====== DATA PROVIDED

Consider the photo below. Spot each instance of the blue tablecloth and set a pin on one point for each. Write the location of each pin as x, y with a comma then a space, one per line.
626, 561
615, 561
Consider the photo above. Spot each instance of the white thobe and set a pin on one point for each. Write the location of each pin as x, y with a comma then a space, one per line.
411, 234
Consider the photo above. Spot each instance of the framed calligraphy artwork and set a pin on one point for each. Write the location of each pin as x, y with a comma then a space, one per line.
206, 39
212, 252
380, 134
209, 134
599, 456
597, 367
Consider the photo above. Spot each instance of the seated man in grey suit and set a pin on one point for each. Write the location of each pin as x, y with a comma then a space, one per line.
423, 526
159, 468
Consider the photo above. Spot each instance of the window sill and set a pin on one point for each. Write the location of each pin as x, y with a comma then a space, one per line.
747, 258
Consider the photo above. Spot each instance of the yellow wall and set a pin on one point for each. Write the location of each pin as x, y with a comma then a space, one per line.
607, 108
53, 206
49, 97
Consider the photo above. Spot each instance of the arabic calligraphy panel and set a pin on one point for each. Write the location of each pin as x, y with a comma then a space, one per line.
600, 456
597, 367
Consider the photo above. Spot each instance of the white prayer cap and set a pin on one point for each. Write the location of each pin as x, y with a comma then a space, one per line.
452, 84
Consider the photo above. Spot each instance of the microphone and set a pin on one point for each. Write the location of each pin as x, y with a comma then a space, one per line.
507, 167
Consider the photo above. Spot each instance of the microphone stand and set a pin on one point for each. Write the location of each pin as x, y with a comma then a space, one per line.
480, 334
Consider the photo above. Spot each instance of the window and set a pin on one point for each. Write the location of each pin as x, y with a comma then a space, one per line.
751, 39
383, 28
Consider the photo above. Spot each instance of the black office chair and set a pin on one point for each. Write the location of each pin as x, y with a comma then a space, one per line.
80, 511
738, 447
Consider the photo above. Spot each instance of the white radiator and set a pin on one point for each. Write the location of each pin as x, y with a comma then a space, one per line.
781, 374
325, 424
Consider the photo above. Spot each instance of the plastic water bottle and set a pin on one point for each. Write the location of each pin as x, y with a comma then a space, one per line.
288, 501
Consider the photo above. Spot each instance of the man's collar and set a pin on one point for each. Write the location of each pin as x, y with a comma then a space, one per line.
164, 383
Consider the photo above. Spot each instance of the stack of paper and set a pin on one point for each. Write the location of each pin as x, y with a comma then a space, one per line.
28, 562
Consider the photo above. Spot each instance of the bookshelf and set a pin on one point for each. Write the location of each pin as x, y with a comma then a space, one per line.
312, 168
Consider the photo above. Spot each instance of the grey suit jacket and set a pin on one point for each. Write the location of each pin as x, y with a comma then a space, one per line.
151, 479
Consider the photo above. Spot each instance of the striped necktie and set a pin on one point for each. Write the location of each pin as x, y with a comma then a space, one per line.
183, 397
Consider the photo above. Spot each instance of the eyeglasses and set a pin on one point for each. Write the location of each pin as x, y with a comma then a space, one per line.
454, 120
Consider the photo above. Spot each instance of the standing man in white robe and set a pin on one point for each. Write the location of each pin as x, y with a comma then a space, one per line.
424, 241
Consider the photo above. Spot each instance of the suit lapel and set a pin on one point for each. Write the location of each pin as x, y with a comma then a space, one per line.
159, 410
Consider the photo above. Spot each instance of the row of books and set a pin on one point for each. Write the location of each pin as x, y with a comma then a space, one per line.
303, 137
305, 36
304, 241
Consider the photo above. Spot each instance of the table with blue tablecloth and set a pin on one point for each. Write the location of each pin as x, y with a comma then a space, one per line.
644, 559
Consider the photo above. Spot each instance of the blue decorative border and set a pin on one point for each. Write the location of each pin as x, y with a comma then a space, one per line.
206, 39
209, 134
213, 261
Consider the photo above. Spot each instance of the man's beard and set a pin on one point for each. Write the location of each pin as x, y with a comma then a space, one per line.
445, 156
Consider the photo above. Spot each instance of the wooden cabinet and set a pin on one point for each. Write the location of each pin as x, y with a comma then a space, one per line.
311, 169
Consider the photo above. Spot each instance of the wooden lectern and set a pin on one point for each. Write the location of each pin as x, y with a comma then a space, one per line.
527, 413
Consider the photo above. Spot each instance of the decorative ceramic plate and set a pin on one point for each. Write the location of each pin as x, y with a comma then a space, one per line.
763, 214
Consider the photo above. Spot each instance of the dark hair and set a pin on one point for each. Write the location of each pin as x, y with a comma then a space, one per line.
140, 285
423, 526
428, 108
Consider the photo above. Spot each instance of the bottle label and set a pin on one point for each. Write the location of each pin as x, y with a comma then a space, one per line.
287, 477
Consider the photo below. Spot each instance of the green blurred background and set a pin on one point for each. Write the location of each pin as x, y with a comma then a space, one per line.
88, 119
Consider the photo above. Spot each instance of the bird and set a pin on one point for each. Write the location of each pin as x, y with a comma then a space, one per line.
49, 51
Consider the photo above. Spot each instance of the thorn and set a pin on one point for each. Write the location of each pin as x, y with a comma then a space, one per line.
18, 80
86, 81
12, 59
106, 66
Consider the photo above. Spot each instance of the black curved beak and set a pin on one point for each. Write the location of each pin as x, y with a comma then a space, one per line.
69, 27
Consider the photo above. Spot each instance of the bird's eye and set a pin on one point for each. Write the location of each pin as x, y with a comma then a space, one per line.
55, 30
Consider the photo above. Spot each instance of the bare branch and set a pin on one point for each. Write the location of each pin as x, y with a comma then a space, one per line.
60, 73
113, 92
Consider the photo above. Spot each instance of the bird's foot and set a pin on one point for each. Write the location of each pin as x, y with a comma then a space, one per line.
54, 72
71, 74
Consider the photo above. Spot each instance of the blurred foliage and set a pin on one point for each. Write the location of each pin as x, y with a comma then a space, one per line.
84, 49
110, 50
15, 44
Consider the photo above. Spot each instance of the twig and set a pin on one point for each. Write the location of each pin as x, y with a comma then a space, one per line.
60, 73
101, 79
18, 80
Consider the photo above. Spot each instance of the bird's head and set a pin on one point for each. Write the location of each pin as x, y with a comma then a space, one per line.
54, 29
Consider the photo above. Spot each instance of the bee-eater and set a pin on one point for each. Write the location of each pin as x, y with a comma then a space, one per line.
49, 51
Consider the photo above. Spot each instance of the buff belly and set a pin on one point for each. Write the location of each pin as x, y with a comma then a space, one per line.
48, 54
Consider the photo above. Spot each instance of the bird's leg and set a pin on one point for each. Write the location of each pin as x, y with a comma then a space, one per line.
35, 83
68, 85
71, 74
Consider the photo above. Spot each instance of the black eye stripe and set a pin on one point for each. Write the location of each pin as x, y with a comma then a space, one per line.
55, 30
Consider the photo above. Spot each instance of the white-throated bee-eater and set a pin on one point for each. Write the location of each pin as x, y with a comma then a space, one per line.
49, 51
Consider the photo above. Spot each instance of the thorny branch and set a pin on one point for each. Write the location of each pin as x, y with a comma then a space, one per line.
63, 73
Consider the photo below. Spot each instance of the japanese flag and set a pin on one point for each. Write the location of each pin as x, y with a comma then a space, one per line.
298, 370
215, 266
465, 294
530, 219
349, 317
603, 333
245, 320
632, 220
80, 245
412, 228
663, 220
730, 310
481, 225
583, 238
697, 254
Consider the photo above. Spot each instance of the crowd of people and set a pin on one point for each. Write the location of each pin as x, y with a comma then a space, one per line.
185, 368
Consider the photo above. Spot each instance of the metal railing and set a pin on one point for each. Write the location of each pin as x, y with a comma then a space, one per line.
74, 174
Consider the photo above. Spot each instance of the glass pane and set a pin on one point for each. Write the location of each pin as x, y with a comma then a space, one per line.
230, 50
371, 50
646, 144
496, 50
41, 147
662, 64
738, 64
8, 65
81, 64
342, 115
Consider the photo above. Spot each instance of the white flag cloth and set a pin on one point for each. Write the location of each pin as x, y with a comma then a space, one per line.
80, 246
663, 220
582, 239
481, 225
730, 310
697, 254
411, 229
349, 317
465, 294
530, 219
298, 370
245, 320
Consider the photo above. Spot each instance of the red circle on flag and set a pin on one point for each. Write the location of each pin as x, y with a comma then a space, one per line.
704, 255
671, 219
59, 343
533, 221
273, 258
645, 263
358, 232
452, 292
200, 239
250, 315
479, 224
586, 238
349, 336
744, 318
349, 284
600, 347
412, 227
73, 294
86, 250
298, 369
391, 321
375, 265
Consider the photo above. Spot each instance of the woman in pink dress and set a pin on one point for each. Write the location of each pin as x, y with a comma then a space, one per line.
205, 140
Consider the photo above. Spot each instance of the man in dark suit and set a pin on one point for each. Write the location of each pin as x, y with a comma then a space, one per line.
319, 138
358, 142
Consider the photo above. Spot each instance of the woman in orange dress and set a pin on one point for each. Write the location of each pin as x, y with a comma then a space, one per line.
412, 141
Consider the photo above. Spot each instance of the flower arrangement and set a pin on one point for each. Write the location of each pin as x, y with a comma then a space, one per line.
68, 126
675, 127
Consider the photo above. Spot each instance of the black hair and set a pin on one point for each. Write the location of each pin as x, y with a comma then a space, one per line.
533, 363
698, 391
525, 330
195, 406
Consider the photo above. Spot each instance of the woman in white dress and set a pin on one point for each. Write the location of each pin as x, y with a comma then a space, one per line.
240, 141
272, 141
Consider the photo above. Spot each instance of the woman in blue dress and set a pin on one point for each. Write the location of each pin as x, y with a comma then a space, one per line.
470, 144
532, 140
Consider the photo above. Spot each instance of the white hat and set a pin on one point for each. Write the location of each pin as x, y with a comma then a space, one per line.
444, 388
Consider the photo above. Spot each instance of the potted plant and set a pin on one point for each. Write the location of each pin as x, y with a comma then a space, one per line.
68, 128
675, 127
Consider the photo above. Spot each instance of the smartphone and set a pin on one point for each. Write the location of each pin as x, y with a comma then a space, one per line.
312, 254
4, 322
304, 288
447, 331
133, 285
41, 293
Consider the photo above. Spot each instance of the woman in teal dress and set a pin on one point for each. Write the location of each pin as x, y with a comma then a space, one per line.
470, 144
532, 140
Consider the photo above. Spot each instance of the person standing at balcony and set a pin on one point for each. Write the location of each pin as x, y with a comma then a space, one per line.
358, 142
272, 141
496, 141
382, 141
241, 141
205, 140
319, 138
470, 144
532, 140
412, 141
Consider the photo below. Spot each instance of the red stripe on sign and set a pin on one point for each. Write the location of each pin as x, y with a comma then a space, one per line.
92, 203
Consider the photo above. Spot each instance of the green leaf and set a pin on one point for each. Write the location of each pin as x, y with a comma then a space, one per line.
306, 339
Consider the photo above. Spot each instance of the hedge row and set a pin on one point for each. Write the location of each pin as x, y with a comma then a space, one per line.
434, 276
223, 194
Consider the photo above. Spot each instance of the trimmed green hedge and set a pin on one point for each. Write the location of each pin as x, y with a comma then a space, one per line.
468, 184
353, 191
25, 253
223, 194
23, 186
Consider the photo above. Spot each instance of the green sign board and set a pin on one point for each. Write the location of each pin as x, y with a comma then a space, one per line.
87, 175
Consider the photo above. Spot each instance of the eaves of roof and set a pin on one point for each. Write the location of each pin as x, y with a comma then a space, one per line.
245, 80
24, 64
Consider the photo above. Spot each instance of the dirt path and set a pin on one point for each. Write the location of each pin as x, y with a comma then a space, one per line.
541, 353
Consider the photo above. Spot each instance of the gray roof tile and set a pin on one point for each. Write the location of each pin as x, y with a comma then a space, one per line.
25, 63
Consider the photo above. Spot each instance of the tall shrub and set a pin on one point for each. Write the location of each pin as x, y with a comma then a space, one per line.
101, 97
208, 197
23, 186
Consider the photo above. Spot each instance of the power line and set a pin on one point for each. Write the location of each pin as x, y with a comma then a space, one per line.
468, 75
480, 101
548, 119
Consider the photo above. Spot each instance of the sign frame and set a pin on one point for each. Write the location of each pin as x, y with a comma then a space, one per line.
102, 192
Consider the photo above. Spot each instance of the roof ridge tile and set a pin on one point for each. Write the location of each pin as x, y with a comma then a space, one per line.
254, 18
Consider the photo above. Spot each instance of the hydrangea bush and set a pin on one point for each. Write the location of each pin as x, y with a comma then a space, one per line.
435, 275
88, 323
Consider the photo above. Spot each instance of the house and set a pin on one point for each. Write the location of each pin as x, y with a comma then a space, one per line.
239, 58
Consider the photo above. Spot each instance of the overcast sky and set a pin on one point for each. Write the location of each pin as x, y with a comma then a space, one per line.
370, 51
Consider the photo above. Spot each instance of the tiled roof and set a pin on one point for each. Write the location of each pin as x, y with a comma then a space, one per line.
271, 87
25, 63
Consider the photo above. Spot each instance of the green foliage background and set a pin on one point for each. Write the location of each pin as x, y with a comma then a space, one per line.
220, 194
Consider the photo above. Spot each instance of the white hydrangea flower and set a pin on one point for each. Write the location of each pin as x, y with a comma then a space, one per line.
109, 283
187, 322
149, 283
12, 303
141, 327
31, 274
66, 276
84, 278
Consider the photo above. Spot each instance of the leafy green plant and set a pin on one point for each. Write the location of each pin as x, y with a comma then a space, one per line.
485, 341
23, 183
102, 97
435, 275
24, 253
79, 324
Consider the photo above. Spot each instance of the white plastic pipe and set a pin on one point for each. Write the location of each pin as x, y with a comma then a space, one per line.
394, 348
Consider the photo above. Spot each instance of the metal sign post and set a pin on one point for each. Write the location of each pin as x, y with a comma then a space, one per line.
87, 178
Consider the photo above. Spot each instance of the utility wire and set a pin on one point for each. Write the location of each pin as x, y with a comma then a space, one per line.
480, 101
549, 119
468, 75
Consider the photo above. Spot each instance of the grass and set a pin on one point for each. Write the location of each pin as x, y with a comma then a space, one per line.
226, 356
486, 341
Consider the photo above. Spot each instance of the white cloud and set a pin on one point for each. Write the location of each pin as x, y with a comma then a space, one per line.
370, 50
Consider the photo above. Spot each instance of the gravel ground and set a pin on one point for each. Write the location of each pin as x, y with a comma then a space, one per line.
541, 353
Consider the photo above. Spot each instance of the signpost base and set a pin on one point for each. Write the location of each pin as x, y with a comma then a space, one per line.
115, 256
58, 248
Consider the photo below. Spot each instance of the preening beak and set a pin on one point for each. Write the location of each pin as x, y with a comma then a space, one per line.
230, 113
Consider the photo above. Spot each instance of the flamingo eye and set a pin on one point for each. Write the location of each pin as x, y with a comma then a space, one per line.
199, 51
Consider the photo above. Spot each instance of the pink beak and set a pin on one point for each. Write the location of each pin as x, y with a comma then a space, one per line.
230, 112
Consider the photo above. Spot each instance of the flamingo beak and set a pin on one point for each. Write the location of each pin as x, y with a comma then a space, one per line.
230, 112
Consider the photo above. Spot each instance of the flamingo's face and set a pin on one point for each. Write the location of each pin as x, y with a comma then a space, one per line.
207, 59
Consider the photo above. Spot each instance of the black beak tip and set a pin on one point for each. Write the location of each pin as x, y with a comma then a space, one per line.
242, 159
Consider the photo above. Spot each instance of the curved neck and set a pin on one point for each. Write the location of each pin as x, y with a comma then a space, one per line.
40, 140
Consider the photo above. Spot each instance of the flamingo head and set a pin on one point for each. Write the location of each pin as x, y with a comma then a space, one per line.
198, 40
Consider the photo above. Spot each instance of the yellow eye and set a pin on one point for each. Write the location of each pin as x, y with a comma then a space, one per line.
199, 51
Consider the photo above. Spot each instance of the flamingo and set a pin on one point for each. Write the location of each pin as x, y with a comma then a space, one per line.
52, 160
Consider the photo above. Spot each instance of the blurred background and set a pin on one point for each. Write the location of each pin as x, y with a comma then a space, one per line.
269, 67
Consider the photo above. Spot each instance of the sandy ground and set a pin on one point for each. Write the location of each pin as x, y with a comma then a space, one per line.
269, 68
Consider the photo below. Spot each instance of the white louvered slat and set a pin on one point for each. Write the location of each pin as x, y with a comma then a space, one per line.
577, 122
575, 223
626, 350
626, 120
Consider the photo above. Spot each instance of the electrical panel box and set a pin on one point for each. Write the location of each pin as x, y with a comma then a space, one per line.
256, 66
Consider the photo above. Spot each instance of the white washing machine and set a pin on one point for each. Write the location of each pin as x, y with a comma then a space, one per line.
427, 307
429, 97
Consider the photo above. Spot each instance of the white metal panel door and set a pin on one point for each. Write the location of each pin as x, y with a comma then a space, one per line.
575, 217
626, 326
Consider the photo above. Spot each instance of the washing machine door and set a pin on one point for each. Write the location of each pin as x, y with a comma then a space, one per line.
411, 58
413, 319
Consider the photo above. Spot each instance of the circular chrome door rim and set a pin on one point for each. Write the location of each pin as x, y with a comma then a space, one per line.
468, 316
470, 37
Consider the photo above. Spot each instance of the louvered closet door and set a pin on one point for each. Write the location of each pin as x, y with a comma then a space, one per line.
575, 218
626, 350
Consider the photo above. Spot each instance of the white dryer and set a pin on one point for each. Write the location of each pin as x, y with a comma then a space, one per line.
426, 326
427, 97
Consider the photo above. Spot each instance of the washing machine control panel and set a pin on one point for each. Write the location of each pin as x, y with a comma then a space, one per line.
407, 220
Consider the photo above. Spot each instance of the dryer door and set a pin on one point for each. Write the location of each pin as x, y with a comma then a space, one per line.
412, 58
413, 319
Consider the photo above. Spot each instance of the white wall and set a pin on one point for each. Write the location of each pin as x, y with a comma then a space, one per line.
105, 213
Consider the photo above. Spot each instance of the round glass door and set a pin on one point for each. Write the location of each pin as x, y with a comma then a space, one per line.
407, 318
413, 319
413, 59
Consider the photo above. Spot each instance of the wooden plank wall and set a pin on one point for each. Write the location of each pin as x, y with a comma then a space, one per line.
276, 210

============

* WRITTEN REQUEST: Reproduce only the lines running from the one with "Consider the photo above. Spot each instance of the louvered" through the final line of the listing above, both ends included.

* ANSWER TO THIS EXERCISE:
Consider the photo above. Spot each instance of the louvered closet door and set a pin on one point for each. Write the location of each pin as x, y with a comma then a space, one per line.
575, 218
626, 350
Consider the photo above. Spot each instance of the white dryer and set a pin on one point for each. Write the location of each pin as x, y with a comma then a space, one per line.
426, 326
427, 97
Consider the photo above. Spot each instance of the washing machine control panel and set a pin on one point for each. Write the location of each pin as x, y with a comma then a space, one per line.
407, 220
Consider the photo above. Spot each instance of the dryer door and set a pin on one point for each. Write the location of each pin as x, y with a comma then a space, one per line.
412, 58
413, 319
Consider the photo above. Spot each instance of the white wall and set a pin on one point for each. Write the location of each pin as x, y with a comma then a space, one per line.
105, 213
Consider the photo above. Spot each instance of the round glass door and set a pin on one point for each. Write the location of each pin as x, y with a comma then a space, one per line.
407, 318
413, 319
413, 59
Consider the photo above. Spot each instance of the wooden plank wall and set a pin on one point for each. Write the location of each pin as x, y with a comma then a space, one per line.
276, 210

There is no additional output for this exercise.